## Task goal
Copy only what runs from the line containing "of the stuffed" through the end of the material below, line for line, with both ends included.

--- START Supplied information ---

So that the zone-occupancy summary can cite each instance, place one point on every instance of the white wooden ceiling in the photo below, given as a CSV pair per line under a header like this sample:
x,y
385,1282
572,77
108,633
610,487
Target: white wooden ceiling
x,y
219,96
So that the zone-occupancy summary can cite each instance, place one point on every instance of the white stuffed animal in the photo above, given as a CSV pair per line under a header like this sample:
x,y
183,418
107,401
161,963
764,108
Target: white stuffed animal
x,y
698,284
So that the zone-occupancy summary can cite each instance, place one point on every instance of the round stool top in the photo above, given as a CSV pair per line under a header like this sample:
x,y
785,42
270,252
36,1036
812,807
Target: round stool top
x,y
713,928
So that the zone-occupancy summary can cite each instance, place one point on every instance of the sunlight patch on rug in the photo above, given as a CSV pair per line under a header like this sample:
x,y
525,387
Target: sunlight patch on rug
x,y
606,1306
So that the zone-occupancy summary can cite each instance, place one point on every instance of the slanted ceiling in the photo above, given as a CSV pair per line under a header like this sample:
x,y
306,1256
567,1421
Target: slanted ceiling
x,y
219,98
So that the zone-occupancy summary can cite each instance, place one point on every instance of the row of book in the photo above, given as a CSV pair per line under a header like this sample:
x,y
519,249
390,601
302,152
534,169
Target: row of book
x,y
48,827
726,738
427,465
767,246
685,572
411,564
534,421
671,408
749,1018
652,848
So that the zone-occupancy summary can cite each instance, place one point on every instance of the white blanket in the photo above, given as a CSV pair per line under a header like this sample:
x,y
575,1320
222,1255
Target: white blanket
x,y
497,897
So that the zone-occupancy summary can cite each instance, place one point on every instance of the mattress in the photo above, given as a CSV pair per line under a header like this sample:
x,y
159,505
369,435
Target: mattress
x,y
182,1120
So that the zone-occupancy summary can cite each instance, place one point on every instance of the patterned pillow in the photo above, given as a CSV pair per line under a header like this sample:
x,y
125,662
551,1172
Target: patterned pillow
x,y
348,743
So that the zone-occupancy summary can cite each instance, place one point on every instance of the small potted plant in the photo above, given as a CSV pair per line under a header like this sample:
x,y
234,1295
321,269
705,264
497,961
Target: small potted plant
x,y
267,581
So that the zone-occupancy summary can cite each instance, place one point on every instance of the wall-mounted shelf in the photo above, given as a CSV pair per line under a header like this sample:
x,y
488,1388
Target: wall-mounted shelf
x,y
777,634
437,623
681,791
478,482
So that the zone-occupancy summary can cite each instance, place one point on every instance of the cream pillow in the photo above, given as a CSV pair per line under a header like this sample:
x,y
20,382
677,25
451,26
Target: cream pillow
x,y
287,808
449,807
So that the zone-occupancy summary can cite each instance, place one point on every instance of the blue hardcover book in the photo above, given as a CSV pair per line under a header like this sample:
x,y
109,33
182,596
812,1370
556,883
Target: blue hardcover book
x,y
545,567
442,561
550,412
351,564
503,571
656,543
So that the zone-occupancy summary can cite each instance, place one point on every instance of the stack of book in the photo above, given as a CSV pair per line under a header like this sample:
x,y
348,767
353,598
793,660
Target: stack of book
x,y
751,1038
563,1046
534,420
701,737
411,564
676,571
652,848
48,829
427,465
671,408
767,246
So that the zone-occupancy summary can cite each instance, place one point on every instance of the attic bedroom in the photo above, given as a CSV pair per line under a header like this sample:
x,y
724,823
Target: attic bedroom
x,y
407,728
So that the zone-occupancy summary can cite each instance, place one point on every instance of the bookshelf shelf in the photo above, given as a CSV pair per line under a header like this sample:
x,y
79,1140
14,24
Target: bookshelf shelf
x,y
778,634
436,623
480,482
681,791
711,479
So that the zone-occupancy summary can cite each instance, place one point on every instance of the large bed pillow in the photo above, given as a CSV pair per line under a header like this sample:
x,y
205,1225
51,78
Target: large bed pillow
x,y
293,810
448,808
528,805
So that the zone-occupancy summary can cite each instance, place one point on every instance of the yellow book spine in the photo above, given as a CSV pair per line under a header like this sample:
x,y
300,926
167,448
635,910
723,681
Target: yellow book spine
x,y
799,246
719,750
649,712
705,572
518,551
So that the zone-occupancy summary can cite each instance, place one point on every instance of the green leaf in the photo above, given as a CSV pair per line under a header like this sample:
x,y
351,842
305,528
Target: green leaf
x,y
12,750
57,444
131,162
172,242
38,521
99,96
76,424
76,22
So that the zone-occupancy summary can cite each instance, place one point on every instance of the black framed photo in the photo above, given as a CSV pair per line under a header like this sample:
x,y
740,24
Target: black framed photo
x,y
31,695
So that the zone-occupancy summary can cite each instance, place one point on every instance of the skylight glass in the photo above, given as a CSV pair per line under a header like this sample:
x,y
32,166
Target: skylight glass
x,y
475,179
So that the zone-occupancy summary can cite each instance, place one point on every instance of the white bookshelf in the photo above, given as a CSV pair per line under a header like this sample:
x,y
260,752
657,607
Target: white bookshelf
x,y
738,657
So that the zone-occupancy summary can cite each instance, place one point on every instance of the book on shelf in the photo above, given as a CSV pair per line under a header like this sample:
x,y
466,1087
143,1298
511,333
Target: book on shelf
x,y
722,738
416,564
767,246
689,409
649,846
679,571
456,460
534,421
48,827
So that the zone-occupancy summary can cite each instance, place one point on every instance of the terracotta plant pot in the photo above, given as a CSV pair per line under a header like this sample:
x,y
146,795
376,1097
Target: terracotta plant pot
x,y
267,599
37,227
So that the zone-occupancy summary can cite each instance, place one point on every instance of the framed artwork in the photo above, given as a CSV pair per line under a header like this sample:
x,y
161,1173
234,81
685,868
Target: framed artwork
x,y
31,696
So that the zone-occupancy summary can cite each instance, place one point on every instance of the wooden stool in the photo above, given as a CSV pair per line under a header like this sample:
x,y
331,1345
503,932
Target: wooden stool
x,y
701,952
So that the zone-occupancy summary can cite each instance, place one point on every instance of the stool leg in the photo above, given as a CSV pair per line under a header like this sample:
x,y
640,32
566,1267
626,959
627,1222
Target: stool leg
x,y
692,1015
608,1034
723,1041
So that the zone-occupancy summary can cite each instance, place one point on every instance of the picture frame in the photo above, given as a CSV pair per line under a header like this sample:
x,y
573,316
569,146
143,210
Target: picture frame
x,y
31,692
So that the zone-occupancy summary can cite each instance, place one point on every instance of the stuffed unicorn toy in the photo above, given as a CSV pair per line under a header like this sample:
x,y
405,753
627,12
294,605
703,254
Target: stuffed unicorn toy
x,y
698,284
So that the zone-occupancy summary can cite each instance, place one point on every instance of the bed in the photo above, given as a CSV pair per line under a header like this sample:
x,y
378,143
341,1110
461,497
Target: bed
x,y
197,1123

--- END Supplied information ---

## Completed exercise
So that the zone-occupancy summary can cite each instance, place one point on every instance of the stuffed unicorn toy in the photo above, given as a CSV pair per line under a header like this sample:
x,y
405,753
627,12
294,605
703,254
Target: stuffed unicorn toy
x,y
698,284
So that the zone-occupancy summary can cite each instance, place one point on every instance of the bed in the photo above, given as a CSV pair per line under a header like this sample:
x,y
378,143
341,1110
461,497
Target: bed
x,y
197,1123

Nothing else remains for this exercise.